FRAGMENT TEKSTU:
Reklama

Biznes

Sprężyny gazowe to nasza specjalność

Aneta Gieroń
Dodano: 12.05.2014
12356_IMG_8804
Share
Udostępnij
Firma zatrudnia 262 osoby, ma roczną wartość sprzedaży na poziomie 36 mln zł, a jej prezesi nie mają gabinetów, sekretarek, tylko skromne biurka na wspólnej sali z innymi pracownikami. – I to się długo nie zmieni – śmieje się Leszek Waliszewski, prezes FA Krosno, trzeciego w Europie producenta sprężyn gazowych. – Spółka istniej od 8 lat, najważniejsze jest inwestowanie, rozwijanie kapitału ludzkiego oraz parku maszyn. Na duże konsumowanie przyjdzie czas potem.

ZADANIA DO ĆWICZENIA:
(A) Ile osób zatrudnia firma opisana w artykule o sprężynach gazowych?
(B) Powtórz dokładnie fragment artykułu o sprężynach gazowych, który otwierają słowa zawierające „Sprężyny gazowe to”, a zamyka „przyjdzie czas potem.”.

WIERSZE MATERIAŁU:
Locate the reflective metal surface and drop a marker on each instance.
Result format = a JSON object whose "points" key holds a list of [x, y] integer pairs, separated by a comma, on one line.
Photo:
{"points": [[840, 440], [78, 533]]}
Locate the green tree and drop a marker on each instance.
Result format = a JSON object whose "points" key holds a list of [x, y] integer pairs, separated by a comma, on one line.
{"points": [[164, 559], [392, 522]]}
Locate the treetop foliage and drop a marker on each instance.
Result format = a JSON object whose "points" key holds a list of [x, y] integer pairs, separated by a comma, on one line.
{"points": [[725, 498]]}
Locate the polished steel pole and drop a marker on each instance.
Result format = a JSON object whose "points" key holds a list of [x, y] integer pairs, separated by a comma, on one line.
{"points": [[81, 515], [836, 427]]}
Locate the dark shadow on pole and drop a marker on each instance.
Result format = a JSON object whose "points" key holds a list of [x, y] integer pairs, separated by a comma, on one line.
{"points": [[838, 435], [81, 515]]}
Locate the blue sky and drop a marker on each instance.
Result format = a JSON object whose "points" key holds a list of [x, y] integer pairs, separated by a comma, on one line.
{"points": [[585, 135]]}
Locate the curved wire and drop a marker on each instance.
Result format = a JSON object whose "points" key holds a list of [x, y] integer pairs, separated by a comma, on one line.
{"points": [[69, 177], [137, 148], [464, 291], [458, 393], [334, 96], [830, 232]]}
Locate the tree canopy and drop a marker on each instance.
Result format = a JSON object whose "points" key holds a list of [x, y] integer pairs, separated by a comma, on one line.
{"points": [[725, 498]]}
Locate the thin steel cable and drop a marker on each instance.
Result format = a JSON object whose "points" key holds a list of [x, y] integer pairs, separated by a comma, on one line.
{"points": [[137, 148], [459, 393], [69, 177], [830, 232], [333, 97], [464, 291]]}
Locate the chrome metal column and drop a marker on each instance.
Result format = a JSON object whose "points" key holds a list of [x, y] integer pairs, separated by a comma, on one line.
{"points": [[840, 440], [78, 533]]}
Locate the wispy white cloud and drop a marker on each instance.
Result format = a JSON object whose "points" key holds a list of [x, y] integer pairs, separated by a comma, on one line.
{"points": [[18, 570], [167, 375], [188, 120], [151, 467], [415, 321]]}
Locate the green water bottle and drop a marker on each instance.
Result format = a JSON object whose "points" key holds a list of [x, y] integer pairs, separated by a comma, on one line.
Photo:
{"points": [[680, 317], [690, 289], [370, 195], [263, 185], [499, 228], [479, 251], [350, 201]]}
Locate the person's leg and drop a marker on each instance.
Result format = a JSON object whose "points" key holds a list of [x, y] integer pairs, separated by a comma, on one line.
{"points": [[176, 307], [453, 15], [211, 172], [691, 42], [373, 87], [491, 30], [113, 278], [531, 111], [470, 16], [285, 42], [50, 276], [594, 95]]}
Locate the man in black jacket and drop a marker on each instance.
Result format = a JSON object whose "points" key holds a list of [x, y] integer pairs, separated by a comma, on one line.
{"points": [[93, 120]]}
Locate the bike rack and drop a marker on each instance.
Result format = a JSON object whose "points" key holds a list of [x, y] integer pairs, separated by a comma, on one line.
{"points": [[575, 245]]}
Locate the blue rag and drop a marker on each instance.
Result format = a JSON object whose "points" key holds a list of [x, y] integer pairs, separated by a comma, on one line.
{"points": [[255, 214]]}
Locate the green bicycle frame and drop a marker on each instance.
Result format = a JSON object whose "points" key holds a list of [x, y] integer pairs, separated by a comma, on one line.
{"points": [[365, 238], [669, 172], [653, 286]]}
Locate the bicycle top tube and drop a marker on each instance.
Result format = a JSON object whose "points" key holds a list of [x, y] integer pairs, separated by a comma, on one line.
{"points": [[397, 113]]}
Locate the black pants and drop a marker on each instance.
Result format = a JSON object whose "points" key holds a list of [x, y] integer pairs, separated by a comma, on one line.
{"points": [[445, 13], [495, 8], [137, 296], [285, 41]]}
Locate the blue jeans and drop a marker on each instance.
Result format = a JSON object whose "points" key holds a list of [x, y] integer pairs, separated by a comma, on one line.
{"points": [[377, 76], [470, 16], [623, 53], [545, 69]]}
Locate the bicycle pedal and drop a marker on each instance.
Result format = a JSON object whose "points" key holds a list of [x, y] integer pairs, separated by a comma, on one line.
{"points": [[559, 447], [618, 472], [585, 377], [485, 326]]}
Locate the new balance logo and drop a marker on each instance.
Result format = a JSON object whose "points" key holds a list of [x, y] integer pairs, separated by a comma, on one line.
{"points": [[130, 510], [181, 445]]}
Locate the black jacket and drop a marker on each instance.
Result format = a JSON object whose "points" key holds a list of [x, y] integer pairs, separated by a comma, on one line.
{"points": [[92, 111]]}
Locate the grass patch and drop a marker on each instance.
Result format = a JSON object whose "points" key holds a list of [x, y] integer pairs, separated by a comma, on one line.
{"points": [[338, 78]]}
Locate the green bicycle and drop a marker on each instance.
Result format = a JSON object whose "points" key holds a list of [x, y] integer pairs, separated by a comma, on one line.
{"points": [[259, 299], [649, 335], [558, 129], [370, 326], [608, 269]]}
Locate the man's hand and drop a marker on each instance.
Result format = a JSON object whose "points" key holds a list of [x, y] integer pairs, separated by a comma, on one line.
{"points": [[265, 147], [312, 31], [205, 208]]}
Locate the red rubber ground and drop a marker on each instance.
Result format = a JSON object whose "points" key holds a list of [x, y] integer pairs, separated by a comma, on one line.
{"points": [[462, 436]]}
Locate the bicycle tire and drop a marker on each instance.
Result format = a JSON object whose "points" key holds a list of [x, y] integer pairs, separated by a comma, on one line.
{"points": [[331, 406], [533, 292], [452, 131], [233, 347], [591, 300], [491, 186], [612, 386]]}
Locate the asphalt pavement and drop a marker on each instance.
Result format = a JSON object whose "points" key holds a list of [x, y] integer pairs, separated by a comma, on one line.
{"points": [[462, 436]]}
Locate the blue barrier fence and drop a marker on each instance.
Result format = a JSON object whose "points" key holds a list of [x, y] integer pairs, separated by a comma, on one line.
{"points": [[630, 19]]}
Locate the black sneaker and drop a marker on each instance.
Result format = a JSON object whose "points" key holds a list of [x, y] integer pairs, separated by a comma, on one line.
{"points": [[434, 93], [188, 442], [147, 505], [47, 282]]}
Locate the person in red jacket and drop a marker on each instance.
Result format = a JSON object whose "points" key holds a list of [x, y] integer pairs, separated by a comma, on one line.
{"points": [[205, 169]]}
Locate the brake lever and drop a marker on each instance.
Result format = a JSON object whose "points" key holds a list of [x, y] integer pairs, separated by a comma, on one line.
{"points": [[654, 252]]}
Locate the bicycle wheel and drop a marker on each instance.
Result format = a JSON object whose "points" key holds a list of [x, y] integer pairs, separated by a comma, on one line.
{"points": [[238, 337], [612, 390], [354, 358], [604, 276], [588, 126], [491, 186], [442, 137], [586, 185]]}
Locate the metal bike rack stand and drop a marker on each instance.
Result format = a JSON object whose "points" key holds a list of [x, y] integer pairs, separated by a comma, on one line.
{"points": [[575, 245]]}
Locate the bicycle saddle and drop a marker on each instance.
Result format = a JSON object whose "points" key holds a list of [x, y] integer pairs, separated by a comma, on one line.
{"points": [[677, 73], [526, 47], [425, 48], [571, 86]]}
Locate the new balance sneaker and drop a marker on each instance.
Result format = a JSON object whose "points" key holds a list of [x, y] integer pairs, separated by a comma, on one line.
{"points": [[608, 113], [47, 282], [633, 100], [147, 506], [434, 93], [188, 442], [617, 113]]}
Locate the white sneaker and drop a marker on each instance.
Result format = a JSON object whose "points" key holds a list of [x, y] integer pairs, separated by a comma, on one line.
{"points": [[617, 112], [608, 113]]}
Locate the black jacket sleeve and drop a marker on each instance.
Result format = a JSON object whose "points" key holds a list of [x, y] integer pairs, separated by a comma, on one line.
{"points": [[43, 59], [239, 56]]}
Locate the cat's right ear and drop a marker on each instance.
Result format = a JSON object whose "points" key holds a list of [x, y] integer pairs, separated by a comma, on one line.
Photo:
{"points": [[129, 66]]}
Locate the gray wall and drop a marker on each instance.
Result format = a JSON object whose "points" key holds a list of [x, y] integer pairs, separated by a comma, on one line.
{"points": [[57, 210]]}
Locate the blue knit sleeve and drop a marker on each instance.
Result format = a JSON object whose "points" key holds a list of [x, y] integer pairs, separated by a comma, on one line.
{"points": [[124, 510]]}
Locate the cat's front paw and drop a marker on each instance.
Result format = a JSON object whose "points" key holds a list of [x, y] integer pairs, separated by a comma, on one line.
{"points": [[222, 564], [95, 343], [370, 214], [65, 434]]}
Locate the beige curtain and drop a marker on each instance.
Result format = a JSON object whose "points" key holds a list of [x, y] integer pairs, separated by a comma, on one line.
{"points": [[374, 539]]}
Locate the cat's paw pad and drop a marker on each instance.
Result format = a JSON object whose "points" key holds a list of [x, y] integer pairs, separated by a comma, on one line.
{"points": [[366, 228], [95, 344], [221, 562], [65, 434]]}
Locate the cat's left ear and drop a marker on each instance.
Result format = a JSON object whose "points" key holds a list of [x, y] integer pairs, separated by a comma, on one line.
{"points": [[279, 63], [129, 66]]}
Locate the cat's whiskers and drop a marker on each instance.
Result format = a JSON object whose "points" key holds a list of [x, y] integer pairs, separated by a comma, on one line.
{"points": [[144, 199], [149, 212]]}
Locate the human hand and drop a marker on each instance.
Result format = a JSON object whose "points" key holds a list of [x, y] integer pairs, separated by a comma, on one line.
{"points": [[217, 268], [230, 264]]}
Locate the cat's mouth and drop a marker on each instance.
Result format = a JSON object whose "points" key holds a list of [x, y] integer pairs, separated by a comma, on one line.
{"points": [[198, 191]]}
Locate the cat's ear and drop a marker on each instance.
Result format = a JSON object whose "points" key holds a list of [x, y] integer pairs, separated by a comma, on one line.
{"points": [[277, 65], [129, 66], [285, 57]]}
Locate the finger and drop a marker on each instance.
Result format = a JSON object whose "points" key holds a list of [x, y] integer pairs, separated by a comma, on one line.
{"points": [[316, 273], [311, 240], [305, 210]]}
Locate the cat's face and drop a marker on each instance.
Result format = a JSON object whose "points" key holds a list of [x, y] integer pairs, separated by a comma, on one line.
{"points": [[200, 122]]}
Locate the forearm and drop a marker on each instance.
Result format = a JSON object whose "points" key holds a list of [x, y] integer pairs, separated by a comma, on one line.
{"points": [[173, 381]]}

WYNIKI ZADAŃ:
(A) 262 osoby.

(B)
Sprężyny gazowe to nasza specjalność

Aneta Gieroń
Dodano: 12.05.2014
12356_IMG_8804
Share
Udostępnij
Firma zatrudnia 262 osoby, ma roczną wartość sprzedaży na poziomie 36 mln zł, a jej prezesi nie mają gabinetów, sekretarek, tylko skromne biurka na wspólnej sali z innymi pracownikami. – I to się długo nie zmieni – śmieje się Leszek Waliszewski, prezes FA Krosno, trzeciego w Europie producenta sprężyn gazowych. – Spółka istniej od 8 lat, najważniejsze jest inwestowanie, rozwijanie kapitału ludzkiego oraz parku maszyn. Na duże konsumowanie przyjdzie czas potem.